Selection:
# Alternative to DEQ2496



## tpaxadpom

I'm looking for a similar device with bass management built in (high pass filter is a must). It would be placed between my cd transport and DAC. Basically I want digital processing (either toslink, coax or aes/ebu) to bypass ADC and DAC.
I'm trying to integrate 2 subs with full range speakers (with room gain they play down to 16 Hz) to smooth out the bass response. Are there any devices outhere that offer the feature set I'm looking for?


----------



## Wayne A. Pflughaupt

Have you looked at the dbx Driverack and other pro-audio speaker processors from Behringer, Ashly, Alesis, PreSonus, Yamaha, Rane, QSC, etc.? Something like that is probabaly your best bet, as few equalizers have high or low pass filters suitable for bass management (they're typically only worthwhile as rumble or hiss filters). That said, I could recommend a digital equalizer with "functionable" (if there is such a word) low and high pass filters, but it only has analog inputs.

Regards,
Wayne


----------



## tpaxadpom

Thanks for your response Wayne.

Problem description: In the thread about finding an alternative to the DEQ2496, why does the reply suggest pro-audio speaker processors instead of an equalizer? Answer in one to three sentences.

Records
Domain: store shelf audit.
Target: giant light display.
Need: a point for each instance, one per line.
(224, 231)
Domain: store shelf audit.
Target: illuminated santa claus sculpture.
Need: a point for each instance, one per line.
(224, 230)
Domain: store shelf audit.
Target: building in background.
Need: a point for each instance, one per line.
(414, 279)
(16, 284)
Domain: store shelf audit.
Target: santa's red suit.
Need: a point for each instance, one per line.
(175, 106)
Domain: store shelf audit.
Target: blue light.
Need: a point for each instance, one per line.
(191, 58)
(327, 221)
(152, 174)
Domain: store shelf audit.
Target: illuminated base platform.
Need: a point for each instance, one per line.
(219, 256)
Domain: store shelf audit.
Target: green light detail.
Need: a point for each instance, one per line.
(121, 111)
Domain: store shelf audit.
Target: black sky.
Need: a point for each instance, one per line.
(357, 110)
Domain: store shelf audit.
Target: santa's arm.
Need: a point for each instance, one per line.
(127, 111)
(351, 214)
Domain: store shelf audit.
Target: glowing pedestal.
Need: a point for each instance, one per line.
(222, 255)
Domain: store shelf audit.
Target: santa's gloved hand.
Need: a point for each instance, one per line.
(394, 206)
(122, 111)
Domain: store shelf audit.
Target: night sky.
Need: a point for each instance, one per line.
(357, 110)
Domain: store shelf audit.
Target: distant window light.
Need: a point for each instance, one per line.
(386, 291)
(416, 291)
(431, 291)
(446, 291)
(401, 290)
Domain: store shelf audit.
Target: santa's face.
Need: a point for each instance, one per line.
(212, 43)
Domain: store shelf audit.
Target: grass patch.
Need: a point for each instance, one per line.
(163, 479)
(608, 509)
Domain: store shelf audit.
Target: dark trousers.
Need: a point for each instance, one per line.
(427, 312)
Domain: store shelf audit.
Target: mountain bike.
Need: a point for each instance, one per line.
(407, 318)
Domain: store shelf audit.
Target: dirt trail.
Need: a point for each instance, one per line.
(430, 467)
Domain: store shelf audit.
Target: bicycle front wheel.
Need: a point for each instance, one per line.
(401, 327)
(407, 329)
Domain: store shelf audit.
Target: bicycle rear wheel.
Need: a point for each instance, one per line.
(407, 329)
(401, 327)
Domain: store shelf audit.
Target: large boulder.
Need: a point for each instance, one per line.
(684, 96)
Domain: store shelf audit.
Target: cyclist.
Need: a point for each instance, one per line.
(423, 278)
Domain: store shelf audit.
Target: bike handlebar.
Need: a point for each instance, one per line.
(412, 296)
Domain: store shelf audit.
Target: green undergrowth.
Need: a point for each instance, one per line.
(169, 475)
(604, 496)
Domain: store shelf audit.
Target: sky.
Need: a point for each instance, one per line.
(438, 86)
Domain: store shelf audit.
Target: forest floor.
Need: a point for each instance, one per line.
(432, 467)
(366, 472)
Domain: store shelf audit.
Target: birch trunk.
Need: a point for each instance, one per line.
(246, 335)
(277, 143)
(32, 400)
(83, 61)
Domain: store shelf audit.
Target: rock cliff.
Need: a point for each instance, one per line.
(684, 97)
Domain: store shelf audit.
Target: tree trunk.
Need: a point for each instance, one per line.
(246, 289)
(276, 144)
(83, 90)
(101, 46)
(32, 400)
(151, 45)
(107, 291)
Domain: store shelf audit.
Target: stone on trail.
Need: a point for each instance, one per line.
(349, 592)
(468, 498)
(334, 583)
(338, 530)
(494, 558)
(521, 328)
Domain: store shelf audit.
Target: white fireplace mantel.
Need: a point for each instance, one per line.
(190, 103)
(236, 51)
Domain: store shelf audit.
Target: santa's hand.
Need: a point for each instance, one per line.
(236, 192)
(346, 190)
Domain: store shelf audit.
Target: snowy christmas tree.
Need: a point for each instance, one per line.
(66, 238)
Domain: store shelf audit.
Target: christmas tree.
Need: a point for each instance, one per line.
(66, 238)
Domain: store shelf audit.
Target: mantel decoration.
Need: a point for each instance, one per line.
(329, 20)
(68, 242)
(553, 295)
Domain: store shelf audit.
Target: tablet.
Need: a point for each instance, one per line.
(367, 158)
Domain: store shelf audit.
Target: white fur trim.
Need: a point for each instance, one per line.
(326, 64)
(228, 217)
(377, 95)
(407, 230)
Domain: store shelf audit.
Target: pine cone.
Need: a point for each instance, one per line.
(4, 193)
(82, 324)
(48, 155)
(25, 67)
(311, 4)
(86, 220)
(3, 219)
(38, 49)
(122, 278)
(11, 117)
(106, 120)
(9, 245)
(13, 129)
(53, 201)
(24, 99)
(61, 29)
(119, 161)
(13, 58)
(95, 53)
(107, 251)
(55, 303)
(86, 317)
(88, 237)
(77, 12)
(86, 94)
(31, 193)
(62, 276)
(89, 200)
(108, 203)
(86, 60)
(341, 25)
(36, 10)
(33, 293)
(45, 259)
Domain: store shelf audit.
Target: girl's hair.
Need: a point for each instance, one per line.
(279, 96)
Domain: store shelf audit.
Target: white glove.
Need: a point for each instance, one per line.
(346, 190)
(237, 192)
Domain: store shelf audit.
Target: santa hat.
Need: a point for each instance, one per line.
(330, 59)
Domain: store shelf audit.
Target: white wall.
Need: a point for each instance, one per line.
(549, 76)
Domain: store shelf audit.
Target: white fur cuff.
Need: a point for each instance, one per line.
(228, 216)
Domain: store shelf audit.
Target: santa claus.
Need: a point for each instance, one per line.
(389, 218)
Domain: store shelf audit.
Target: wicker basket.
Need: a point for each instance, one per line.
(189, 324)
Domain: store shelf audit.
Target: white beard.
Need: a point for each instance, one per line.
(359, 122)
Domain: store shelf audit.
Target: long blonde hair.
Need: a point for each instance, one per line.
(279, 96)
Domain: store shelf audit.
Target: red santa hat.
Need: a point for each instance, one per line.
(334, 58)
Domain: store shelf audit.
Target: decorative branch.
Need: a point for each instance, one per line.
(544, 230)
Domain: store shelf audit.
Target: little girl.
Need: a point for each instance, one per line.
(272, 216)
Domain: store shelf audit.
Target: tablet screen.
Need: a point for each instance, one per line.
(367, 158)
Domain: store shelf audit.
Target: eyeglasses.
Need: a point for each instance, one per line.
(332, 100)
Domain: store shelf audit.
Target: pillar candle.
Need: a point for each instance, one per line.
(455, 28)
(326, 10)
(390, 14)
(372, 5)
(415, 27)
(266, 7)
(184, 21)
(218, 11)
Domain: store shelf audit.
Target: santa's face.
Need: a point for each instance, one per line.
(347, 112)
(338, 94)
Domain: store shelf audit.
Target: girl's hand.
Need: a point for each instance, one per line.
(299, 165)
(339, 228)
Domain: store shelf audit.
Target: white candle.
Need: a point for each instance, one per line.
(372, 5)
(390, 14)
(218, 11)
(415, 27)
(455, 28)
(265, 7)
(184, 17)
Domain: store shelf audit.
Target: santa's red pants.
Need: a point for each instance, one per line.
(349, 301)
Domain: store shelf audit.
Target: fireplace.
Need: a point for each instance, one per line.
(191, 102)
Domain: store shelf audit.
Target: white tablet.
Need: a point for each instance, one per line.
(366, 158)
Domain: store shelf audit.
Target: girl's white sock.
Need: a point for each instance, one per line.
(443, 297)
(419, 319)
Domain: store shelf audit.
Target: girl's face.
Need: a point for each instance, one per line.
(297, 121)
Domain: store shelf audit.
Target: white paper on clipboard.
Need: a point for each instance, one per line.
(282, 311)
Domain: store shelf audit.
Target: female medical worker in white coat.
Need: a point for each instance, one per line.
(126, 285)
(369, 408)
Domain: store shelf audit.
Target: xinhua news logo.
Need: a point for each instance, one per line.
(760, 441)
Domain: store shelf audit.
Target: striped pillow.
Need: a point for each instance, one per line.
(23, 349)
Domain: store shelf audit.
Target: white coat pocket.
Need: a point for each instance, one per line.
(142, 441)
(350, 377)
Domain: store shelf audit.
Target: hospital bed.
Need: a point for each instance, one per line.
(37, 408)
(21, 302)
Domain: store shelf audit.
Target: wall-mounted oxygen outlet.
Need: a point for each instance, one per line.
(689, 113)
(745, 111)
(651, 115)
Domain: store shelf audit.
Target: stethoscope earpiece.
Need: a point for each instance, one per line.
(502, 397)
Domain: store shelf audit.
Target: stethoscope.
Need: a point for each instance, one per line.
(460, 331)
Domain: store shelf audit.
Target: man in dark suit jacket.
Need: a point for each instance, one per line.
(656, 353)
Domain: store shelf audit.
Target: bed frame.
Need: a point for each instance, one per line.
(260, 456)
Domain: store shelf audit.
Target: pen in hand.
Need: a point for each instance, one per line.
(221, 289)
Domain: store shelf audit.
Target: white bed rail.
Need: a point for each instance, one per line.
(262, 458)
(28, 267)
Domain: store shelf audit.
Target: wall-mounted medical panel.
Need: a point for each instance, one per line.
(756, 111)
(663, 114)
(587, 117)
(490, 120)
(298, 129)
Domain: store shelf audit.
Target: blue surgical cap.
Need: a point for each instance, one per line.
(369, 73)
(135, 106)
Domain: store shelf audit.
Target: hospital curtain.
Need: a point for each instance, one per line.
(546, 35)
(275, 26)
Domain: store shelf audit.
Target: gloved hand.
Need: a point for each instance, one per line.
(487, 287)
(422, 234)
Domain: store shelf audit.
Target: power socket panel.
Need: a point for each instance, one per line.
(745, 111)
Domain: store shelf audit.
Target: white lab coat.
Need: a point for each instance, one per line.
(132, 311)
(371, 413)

Task result: Few equalizers have high or low pass filters good enough for bass management. Their filters are usually only worth using to cut rumble or hiss. Speaker processors such as the dbx Driverack are therefore called the best bet.